(Items from a dataset)
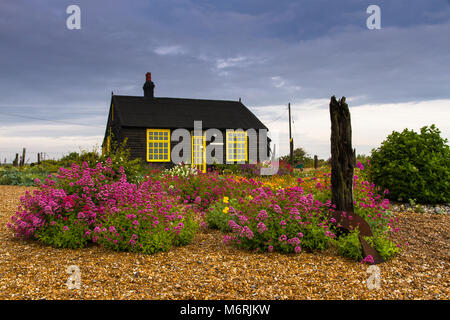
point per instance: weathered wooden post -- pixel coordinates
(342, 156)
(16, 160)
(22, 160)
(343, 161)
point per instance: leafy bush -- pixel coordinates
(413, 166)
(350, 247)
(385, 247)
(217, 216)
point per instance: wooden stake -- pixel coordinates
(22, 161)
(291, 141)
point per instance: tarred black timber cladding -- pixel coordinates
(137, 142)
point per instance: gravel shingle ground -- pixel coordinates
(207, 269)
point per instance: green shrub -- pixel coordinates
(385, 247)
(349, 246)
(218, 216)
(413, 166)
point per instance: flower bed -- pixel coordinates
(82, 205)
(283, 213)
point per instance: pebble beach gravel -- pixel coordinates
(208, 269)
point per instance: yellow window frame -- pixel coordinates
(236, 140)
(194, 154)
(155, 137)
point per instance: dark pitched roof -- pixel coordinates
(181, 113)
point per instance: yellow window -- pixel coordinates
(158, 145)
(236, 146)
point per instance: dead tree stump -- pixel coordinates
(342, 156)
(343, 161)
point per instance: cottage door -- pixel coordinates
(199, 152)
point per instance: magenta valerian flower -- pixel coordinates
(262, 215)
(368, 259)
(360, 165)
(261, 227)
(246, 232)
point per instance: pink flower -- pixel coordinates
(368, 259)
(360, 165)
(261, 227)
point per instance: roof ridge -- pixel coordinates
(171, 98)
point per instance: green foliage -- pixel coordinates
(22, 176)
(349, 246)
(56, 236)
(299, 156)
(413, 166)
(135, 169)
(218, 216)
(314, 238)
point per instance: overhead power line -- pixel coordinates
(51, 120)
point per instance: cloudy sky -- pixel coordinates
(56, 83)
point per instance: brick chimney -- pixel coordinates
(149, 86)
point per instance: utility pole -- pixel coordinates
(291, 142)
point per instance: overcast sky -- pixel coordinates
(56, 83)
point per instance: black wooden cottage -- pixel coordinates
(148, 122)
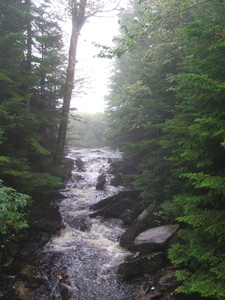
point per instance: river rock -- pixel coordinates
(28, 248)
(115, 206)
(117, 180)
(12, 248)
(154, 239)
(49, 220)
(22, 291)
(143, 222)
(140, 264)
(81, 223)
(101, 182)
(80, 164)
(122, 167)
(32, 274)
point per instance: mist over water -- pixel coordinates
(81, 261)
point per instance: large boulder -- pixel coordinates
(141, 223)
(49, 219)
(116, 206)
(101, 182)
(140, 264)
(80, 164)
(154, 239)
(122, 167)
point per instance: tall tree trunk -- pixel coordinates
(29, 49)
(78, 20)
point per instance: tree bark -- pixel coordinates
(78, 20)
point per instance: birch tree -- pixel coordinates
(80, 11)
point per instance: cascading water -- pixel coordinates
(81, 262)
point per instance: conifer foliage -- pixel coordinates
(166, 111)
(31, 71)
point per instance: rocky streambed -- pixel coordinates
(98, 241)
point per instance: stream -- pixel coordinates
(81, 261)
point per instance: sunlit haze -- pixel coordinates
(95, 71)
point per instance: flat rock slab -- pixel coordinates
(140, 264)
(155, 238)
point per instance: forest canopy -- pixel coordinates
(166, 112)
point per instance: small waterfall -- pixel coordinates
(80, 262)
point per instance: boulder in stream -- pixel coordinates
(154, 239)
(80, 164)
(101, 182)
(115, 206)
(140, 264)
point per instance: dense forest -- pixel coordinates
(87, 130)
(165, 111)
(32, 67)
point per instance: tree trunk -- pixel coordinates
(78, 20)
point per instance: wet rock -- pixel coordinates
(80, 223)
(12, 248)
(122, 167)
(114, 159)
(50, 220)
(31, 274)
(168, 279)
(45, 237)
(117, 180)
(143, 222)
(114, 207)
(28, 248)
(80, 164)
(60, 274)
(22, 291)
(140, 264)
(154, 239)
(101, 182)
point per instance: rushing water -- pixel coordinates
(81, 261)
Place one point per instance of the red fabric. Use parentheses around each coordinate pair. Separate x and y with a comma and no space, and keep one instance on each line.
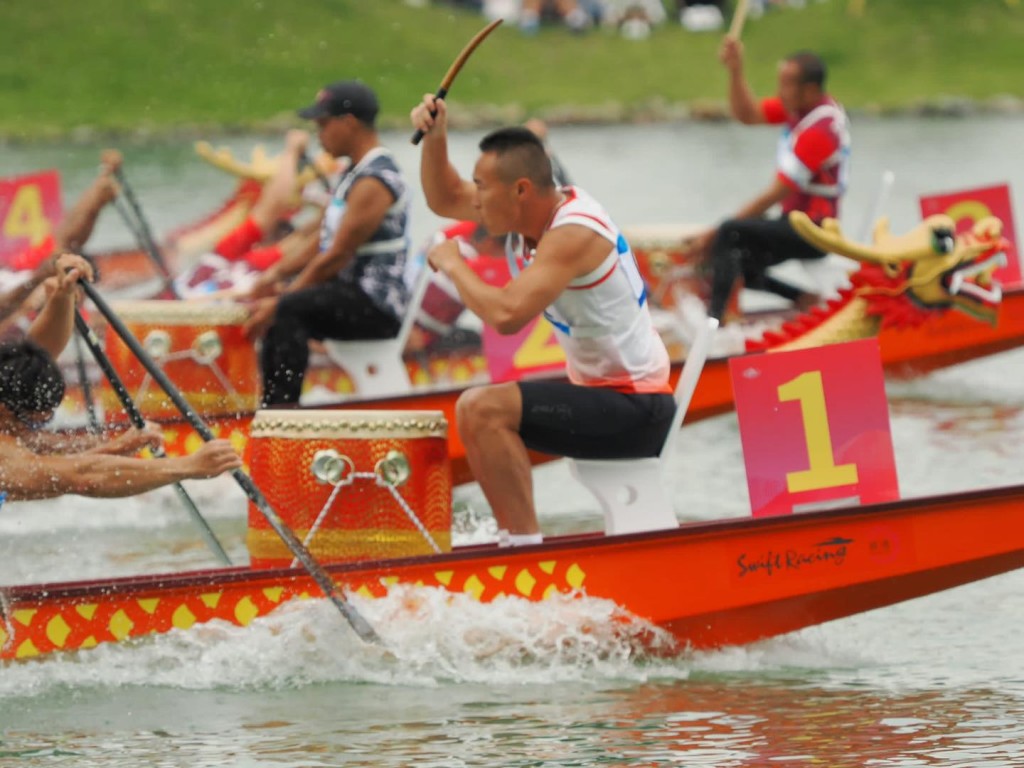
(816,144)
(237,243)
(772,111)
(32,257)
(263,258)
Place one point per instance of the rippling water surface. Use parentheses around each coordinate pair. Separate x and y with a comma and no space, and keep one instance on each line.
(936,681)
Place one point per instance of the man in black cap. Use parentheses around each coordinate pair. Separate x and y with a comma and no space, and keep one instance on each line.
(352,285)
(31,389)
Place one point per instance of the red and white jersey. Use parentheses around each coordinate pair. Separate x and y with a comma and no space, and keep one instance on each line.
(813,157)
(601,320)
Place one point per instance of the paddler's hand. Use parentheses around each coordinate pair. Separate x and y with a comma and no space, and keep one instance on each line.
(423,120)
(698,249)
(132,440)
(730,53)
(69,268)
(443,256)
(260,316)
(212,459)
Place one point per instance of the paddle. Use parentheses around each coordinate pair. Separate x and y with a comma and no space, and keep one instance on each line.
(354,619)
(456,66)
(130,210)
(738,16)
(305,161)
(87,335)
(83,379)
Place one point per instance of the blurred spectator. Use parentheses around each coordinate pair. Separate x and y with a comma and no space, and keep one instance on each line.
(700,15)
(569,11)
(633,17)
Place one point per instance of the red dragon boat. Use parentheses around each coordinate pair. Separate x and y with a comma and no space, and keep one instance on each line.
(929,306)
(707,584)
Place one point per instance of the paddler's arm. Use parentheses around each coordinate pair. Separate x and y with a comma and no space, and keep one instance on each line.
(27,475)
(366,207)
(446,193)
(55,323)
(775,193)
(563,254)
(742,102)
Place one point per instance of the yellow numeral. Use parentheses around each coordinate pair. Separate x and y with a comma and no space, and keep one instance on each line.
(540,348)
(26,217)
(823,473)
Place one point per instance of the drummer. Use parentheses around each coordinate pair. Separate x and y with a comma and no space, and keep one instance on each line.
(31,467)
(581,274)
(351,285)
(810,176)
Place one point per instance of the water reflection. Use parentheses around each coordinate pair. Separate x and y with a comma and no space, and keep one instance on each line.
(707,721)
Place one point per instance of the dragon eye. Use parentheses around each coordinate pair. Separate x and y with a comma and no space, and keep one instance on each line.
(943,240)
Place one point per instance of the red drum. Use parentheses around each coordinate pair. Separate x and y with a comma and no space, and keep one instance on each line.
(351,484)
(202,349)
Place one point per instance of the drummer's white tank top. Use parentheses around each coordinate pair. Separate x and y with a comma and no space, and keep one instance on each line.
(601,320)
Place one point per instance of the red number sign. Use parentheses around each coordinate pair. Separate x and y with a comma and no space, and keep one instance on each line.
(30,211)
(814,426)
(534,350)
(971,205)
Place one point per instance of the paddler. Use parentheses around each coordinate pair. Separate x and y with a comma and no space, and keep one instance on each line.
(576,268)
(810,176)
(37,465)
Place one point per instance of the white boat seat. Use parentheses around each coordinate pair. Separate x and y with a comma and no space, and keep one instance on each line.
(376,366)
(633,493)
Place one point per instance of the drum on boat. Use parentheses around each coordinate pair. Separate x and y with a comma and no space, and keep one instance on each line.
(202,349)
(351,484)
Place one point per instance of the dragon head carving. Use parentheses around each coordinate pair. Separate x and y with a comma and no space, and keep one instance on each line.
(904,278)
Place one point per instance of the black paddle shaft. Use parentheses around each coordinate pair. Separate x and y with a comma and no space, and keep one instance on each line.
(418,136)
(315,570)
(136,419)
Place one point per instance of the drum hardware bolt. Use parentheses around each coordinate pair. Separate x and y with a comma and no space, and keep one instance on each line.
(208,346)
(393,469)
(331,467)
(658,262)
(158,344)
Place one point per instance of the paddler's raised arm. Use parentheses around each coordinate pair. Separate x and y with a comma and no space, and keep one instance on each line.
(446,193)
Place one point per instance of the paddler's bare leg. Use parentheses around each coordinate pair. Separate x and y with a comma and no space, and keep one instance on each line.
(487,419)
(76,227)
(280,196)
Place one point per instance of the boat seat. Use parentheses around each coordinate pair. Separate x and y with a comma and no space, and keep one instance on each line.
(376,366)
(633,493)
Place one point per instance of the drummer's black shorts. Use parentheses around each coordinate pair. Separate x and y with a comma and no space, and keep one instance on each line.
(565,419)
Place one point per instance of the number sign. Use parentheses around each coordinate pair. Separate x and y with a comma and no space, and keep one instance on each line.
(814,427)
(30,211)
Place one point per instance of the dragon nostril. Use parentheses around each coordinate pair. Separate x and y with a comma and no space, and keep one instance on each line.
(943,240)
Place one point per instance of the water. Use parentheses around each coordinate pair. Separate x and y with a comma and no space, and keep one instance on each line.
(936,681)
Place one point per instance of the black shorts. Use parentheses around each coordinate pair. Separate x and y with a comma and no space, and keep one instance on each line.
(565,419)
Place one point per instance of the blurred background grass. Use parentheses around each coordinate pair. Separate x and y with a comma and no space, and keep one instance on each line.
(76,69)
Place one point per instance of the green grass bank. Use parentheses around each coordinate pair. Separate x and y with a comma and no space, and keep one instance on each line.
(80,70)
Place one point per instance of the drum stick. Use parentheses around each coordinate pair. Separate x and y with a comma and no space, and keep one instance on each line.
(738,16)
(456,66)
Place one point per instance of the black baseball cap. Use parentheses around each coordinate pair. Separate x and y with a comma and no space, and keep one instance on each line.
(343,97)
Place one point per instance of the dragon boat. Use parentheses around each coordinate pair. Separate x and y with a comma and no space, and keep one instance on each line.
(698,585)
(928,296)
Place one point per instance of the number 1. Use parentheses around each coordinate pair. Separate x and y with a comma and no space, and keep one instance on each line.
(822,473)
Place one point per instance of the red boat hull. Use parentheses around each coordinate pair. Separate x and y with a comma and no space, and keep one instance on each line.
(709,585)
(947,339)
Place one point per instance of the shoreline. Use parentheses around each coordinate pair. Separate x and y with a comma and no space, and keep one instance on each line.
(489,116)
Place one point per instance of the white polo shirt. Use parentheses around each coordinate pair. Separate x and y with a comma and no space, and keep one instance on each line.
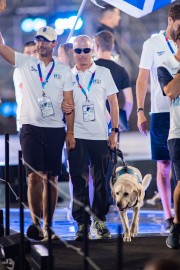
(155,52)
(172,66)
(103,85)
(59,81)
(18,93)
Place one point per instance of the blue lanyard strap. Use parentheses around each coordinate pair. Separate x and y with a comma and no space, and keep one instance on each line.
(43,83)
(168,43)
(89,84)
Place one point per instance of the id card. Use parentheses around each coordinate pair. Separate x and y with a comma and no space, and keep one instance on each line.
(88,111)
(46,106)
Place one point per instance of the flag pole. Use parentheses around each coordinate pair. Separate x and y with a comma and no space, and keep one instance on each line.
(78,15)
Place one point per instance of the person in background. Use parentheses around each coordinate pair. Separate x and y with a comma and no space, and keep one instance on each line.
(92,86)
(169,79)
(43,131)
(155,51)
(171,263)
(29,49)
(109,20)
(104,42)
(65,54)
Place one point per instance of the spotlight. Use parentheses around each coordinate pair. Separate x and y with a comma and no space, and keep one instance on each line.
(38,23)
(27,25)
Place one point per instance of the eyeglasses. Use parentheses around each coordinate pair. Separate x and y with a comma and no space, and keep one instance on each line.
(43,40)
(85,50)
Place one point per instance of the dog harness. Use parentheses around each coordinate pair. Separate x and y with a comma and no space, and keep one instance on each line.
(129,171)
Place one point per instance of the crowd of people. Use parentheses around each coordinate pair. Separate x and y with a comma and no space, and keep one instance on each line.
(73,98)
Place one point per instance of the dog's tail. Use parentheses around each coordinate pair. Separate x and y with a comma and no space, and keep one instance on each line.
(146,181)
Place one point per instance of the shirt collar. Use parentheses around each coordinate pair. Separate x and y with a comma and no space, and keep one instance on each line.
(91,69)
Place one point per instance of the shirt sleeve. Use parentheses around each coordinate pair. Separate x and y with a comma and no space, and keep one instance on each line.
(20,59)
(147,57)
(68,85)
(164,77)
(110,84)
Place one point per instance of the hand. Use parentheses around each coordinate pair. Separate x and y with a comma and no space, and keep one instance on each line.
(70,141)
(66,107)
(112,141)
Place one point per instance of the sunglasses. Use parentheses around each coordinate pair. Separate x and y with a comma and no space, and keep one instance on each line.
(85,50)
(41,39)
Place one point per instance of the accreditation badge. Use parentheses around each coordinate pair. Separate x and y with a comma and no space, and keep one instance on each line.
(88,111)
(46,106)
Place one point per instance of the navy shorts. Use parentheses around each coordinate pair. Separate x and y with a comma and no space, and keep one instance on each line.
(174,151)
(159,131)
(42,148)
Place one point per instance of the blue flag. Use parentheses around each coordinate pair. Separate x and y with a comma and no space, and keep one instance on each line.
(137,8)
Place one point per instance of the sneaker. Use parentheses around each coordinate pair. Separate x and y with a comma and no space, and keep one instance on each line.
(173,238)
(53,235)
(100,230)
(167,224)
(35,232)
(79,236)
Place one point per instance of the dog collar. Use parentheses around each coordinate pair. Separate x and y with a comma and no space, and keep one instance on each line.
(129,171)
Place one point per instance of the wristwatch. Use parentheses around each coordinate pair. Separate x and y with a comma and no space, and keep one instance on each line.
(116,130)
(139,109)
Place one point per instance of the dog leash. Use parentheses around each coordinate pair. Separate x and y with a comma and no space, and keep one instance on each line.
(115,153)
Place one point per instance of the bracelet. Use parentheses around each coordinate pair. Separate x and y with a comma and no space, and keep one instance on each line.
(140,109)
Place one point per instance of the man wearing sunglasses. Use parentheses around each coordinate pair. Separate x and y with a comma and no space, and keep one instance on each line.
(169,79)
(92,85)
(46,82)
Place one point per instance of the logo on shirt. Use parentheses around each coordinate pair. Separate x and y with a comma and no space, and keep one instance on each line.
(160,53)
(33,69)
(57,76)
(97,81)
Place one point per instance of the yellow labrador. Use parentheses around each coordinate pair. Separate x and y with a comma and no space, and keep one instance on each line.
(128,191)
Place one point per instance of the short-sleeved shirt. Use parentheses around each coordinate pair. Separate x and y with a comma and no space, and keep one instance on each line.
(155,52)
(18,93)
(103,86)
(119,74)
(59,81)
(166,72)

## Given request:
With the line containing "Place one point per instance of the navy" as the first and the last line of the records as the final one, print exactly the lines in that span.

## Reply to the task:
Place one point per instance of the navy shorts. Use parentheses around each coordinate pair. Separate x and y with a comma and no space, and keep one instance on each line.
(174,151)
(159,131)
(42,148)
Place one point per instance of the blue flag. Use parentheses around each coordinate pair. Separate x and y with a comma and no space, and keep one instance on each line.
(137,8)
Place one point per instance of the sneaker. Use parentheses around each coordinate pair. Separate x and y with a comma and no space, and keep one instance on each line.
(173,238)
(53,235)
(100,230)
(167,224)
(35,232)
(79,236)
Place one point per instance of the dog collar. Use parentheses around each coordinate pair. Separate x and y with a comma and no space, and keep one instance on each line.
(129,171)
Place one point per instance of the wristwatch. Use parentheses around each coordinate pair. Separate x and y with a comma and no space, and keep one instance on each line.
(116,130)
(139,109)
Place one point per instance of the dog leash. Use parentheses around each coordinate pair. Separate x and y with a comma and no space, and keep one instance on each line.
(115,153)
Place one point per instance of the bracelet. Use parentheses around each coordinate pair. Separate x and y with a comma and no space, and keep one instance on each line.
(140,109)
Place one point per instance of the man wearing sunglasses. Use parentheses around each coordinate pair. Separate x and y with a comma and no space, and keep one instance on each line.
(169,79)
(92,85)
(46,82)
Place one point per instance of the logo on shirt. Use parentheses around each coordinate pair. Separate x and y with a comma and no space, and keep one instance on each line.
(160,53)
(33,69)
(57,76)
(97,81)
Place one point per instance of the yellow labrador. Use parentheses around each coordinate pair. Separate x and y with a comma and no space, and keep one instance on each line.
(128,191)
Place one point per instance of the short-sleeved shirt. Use parentheses around each coordinate pair. Separate x and y with a comma and no space, and keep one instance on each line.
(155,52)
(18,93)
(103,86)
(119,74)
(59,81)
(166,72)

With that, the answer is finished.